## begin EXCERPTED TEXT
CORRECTION FOR CONTINUITY is needed since Binomial is discrete and Normal
is a continuous distribution.  What is this correction?  
You need to split the difference between neighboring integers
  allocating 0.5 to the left and 0.5 to the right pillar.
  for example if the desired pillars are 1 to 3, 1 begins at 0.5 and 
   3 ends at 3.5
Now use steps 2,3,4 above.  

Remember that the MEAN OF BINOMIAL is np
and VARIANCE IS npq=np(1-p)
don’t forget the square root of npq
These are needed in finding the right variable x ~approx~ N(np, npq)

CENTRAL LIMIT THEOREM
What is central limit theorem?  This is a powerful result by Polya
in 1920's showing that even if x is not Normal, if n>30
the process of averaging (is so helpful) that it
yields Normality of xbar.


NORMAL DENSITY IN Microsoft EXCEL software INSTEAD OF from THE TABLES
FUNCTION NAME IS NORMSDIST
IT HAS 4 INPUTS
The first input is x =the value of x for which we want to compute the cumulative density
Second input is the mean
The third input is the standard deviation
The fourth input is a value  True if you want cumulative probability or False if you want the height of probability curve

NORMSINV function computes the inverse of NORMSDIST
It has 3 inputs
First input is cumulative probability,
Second input is the mean
The third input is the standard deviation
## end EXCERPTED TEXT
## begin DATA SUPPLIED
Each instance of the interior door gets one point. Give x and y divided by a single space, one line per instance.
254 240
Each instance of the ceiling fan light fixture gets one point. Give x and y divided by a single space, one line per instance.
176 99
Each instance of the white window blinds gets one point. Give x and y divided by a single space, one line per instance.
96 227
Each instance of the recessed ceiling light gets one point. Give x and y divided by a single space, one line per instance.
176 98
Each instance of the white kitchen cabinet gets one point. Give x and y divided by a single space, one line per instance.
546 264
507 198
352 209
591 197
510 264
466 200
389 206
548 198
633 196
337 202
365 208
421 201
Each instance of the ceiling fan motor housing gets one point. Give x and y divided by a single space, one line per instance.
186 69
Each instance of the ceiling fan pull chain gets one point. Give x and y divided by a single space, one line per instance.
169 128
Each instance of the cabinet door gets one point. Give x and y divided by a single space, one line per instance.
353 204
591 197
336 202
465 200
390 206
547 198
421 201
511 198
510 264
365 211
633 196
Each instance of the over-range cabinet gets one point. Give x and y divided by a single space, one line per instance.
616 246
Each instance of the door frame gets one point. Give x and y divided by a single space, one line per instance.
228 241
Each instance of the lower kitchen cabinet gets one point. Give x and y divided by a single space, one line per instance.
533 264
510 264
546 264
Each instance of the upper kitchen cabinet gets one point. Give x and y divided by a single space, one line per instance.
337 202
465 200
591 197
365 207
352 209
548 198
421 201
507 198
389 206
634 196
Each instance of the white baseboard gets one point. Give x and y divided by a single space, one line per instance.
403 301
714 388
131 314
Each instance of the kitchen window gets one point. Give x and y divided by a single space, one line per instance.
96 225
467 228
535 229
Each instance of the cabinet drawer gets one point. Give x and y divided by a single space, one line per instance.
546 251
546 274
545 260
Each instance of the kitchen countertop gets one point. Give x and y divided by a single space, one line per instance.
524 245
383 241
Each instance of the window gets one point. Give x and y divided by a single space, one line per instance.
## end DATA SUPPLIED
§ **YOUR TASKS**:
**A)** Can you sum up the statistics notes in two sentences?
**B)** Write out the part of the statistics notes that opens with the words containing "Remember that the" and closes with "Normality of xbar.".
**C)** In the statistics notes, what is the variance of a Binomial?

§ **ANSWERS GIVEN**:
**A)** The statistics notes explain that approximating a Binomial with a Normal distribution needs a correction for continuity, which gives 0.5 to each side of an integer, and that the Binomial mean is np and the variance is npq. They also describe the central limit theorem, under which averaging with n>30 makes xbar Normal, and list Excel functions that compute Normal probabilities and their inverse in place of the tables.

**B)**
Remember that the MEAN OF BINOMIAL is np
and VARIANCE IS npq=np(1-p)
don’t forget the square root of npq
These are needed in finding the right variable x ~approx~ N(np, npq)

CENTRAL LIMIT THEOREM
What is central limit theorem?  This is a powerful result by Polya
in 1920's showing that even if x is not Normal, if n>30
the process of averaging (is so helpful) that it
yields Normality of xbar.

**C)** npq, that is, np(1-p).